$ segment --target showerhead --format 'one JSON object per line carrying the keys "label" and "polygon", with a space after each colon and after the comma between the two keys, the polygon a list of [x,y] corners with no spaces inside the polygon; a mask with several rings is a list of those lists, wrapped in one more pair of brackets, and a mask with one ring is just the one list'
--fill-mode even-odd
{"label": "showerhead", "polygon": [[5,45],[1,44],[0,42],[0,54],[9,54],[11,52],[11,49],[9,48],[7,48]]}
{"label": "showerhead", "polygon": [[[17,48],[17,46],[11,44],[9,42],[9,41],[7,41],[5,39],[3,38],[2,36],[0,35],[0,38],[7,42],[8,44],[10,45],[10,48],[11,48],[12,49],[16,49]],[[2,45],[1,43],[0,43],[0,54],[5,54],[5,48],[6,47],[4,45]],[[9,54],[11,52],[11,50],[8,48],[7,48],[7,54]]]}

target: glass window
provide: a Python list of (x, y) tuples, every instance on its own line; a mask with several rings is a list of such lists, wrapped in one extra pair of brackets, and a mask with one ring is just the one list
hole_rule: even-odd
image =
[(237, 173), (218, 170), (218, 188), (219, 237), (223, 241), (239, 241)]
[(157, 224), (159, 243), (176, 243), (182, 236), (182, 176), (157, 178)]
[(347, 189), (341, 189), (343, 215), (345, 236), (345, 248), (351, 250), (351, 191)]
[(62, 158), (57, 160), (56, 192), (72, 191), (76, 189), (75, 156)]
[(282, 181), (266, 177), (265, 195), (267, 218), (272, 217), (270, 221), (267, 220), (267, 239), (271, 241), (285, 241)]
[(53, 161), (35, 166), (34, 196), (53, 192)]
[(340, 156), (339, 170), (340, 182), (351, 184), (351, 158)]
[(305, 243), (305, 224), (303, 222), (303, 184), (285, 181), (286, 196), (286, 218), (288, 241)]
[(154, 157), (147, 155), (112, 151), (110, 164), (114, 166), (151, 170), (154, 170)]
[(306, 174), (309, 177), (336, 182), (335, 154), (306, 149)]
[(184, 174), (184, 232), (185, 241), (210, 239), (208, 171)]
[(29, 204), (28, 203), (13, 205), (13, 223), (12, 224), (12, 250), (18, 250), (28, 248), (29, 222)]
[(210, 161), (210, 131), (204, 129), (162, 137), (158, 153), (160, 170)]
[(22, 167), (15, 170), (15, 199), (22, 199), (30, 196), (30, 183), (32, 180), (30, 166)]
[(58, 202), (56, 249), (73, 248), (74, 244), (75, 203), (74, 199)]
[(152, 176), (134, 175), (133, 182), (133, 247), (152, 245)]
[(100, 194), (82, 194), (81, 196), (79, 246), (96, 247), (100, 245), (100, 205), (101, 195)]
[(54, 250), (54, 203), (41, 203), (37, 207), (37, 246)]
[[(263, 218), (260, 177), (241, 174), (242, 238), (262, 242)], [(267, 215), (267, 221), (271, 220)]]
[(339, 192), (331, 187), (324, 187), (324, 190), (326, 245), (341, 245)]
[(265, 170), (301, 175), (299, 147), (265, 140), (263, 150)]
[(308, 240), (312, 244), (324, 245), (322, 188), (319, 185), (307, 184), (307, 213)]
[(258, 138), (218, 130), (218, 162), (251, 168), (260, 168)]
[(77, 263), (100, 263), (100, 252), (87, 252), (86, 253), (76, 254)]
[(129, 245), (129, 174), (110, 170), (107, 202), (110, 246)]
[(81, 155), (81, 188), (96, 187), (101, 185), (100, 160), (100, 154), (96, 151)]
=====
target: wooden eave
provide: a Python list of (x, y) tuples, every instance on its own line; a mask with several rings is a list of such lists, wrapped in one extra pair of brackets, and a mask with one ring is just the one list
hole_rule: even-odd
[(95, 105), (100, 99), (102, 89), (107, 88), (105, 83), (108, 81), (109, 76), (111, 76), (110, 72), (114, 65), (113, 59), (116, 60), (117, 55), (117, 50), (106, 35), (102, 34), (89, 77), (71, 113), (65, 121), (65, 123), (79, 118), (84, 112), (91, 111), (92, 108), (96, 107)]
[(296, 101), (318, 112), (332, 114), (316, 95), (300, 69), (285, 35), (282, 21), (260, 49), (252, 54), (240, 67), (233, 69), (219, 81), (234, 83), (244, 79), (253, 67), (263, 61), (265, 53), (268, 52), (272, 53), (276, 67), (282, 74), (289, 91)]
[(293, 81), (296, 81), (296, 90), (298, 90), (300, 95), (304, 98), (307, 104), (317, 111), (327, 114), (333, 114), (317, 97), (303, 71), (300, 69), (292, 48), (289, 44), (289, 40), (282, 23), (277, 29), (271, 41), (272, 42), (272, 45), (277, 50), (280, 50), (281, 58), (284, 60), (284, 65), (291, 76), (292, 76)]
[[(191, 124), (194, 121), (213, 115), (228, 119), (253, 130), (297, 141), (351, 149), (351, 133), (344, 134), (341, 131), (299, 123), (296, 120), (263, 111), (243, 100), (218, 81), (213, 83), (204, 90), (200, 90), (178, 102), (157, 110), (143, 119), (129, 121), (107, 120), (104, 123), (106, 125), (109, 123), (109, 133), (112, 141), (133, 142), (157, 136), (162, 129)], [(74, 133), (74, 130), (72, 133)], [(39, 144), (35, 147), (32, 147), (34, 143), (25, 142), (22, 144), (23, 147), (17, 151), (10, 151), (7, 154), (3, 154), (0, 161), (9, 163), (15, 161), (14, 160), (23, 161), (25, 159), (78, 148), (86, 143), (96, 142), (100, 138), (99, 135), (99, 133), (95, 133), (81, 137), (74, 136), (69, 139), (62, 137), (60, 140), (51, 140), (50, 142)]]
=====
▶ [OBJECTIVE] Arrange the records from the line with "target: glass window" to the line with "241), (285, 241)]", both included, as a Markdown table with the columns Row and Line. Skip any blank lines, number each row, and put the full line in the Line column.

▶ [EXERCISE ANSWER]
| Row | Line |
|---|---|
| 1 | target: glass window |
| 2 | provide: a Python list of (x, y) tuples, every instance on its own line; a mask with several rings is a list of such lists, wrapped in one extra pair of brackets, and a mask with one ring is just the one list |
| 3 | hole_rule: even-odd |
| 4 | image = |
| 5 | [(237, 173), (218, 170), (218, 188), (219, 237), (223, 241), (239, 241)] |
| 6 | [(157, 224), (159, 243), (176, 243), (182, 236), (182, 176), (157, 178)] |
| 7 | [(347, 189), (341, 189), (343, 215), (345, 236), (345, 248), (351, 250), (351, 191)] |
| 8 | [(62, 158), (57, 160), (56, 192), (72, 191), (76, 189), (75, 156)] |
| 9 | [(282, 181), (266, 177), (265, 195), (267, 218), (272, 217), (270, 221), (267, 220), (267, 239), (271, 241), (285, 241)] |